### DATASET CONTENT
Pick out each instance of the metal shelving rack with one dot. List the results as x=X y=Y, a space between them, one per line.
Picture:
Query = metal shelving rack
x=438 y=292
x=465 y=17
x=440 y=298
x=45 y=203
######
-- TASK PROMPT --
Each record should come back exactly as written.

-- ANSWER TO THIS TASK --
Pick out each instance of the metal shelving rack with one dot. List the results as x=X y=Y, a space between them, one per line.
Picture:
Query = metal shelving rack
x=438 y=292
x=465 y=17
x=440 y=298
x=45 y=203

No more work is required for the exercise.